[Start DATA TO PROCESS]
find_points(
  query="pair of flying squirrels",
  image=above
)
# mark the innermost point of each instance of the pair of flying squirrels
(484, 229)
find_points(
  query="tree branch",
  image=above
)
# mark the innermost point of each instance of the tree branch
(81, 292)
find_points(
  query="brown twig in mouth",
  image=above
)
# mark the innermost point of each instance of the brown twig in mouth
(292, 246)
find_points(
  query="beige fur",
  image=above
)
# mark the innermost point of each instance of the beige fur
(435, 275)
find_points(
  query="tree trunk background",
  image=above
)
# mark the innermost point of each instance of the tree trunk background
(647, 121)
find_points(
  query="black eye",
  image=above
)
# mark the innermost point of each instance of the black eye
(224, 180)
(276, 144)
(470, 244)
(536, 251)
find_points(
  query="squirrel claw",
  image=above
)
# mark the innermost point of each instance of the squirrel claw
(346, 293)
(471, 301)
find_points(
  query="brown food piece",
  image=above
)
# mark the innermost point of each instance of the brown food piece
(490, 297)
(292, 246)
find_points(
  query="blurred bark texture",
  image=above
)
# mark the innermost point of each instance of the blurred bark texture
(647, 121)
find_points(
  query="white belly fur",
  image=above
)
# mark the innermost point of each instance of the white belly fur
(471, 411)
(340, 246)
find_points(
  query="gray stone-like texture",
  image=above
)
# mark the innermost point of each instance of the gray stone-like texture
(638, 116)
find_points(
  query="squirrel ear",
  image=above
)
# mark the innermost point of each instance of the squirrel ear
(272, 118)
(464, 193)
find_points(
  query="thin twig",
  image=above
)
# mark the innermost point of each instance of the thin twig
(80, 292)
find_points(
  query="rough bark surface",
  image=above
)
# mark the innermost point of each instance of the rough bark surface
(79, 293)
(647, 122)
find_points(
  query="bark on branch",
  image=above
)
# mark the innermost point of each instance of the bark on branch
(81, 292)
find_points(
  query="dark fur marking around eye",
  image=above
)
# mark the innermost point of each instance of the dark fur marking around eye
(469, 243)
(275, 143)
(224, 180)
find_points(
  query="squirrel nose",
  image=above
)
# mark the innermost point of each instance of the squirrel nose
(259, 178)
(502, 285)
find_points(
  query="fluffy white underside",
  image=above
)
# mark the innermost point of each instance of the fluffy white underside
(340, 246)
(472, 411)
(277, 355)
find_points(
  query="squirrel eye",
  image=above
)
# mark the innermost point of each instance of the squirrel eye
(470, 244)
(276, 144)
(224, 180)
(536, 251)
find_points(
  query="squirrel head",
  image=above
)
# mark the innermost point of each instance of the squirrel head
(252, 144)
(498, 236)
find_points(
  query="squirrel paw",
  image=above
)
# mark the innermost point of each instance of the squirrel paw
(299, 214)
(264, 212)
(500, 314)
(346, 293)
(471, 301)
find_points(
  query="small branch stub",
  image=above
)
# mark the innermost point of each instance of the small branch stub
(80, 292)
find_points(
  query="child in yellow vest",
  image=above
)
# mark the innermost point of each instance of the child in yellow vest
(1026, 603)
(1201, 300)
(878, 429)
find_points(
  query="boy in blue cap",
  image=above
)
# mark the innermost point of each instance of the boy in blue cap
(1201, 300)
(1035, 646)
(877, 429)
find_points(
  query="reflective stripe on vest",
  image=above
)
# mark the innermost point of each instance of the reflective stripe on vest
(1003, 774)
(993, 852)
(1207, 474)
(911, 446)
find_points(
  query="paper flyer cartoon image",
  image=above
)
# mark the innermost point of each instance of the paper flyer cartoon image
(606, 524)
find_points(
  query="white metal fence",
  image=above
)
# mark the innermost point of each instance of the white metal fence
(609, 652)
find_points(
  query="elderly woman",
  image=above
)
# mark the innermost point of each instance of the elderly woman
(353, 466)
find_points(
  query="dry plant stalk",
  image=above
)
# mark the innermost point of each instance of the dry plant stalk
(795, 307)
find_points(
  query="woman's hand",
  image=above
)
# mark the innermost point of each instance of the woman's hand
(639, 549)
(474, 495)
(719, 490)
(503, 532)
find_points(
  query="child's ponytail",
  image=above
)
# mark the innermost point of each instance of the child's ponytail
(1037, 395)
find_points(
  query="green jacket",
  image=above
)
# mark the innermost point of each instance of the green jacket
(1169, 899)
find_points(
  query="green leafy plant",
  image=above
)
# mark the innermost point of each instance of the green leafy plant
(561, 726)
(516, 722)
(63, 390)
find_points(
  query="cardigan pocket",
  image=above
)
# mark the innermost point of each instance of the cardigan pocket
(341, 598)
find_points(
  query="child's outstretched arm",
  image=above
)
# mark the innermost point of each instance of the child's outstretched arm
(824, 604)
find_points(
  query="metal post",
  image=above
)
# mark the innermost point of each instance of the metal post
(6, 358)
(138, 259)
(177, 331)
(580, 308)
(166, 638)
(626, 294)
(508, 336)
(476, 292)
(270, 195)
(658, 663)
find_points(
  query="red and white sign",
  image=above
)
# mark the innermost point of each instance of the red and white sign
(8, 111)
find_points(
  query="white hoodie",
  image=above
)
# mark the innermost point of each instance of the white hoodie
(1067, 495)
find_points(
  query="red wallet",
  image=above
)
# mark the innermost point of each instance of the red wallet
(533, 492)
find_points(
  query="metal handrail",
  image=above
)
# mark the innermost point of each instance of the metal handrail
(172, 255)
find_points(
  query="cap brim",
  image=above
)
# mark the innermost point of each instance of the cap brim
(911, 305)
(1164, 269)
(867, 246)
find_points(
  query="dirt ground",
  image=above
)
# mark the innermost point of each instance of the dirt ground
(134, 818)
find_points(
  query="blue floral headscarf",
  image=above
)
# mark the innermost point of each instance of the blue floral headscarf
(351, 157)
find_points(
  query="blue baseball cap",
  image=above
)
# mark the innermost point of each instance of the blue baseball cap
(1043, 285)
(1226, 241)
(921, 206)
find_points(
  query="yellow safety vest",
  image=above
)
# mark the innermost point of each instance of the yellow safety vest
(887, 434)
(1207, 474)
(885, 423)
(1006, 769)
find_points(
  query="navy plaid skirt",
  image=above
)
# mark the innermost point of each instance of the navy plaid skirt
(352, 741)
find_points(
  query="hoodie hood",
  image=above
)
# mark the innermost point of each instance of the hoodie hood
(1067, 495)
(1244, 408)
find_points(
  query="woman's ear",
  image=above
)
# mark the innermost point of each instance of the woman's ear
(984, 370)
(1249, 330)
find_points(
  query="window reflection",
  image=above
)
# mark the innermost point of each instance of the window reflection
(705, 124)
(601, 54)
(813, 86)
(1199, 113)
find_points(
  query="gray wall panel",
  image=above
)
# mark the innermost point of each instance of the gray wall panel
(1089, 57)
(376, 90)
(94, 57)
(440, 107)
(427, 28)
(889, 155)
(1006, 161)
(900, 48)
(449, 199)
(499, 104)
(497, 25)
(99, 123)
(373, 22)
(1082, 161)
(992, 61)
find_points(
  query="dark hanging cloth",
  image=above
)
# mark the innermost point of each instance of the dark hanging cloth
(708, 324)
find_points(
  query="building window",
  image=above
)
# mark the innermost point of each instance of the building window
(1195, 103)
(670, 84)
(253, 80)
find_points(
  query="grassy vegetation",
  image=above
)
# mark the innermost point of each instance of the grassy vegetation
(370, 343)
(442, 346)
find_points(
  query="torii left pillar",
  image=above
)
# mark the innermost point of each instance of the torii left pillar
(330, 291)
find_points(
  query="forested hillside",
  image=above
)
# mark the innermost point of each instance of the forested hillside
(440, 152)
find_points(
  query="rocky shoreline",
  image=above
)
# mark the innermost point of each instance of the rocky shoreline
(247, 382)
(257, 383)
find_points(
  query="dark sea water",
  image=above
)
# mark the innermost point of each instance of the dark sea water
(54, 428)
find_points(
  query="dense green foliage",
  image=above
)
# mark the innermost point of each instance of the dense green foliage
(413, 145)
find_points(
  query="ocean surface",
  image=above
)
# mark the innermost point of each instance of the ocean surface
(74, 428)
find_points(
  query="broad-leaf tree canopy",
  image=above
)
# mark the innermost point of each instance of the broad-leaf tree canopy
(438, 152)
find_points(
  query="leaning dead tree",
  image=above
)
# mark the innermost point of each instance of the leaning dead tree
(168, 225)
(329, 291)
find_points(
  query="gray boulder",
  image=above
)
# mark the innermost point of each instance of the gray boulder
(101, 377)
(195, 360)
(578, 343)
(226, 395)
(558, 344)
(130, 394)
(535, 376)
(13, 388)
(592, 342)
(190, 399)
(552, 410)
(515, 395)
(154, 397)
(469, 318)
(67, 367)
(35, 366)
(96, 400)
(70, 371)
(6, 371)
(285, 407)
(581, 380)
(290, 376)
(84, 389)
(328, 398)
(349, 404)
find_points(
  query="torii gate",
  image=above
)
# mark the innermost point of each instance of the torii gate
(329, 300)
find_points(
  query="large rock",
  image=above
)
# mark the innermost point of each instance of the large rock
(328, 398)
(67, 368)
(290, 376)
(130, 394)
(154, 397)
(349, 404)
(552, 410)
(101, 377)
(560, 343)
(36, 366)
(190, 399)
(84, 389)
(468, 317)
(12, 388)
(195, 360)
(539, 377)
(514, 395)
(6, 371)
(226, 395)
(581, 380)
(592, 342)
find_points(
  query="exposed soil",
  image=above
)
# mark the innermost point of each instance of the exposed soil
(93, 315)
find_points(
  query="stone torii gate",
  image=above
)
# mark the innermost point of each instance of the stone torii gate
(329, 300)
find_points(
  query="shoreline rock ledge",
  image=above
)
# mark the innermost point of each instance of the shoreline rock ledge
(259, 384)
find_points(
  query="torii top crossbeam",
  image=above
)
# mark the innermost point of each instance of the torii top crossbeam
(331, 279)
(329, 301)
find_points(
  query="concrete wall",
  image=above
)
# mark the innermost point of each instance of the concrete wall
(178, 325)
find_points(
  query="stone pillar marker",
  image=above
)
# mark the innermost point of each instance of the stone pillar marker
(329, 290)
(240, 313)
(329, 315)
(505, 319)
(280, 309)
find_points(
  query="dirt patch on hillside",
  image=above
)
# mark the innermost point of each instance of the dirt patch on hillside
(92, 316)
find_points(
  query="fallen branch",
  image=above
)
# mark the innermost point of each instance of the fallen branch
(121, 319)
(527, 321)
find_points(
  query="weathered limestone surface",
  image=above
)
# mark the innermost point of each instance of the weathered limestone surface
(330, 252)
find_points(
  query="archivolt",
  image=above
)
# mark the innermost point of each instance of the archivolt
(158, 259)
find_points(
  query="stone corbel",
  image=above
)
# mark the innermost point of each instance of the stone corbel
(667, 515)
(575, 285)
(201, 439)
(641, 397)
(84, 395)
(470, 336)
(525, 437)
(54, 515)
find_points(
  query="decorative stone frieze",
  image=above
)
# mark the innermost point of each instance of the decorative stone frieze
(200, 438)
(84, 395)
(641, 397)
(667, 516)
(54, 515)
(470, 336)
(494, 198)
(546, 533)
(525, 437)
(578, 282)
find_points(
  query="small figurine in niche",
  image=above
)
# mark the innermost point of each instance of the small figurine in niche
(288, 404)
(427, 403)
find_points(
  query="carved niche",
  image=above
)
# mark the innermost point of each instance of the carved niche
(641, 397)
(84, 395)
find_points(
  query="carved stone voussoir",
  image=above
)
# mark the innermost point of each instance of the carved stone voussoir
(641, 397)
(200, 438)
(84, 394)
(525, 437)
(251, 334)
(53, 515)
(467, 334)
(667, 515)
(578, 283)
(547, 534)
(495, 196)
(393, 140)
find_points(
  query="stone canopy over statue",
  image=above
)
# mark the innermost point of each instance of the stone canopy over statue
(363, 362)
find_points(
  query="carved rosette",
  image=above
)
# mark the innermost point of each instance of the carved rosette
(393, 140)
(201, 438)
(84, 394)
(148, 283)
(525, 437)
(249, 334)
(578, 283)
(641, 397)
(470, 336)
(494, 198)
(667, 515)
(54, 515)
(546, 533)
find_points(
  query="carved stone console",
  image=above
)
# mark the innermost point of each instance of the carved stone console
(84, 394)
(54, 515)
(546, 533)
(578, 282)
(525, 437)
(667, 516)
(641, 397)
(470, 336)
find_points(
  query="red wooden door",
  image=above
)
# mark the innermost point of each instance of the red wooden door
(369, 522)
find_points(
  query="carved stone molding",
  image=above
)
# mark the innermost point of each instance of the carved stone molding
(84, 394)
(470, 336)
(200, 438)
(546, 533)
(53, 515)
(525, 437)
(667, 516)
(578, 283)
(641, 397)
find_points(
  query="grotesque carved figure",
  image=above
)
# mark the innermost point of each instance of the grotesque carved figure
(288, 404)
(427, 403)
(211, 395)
[End DATA TO PROCESS]
▶ REQUIRED TASK
Identify every line in the records that contains the word "large", and copy each of those lines.

▶ RESULT FOR THIS EXERCISE
  query="large rock",
# mark the innermost point of each instance of the large rock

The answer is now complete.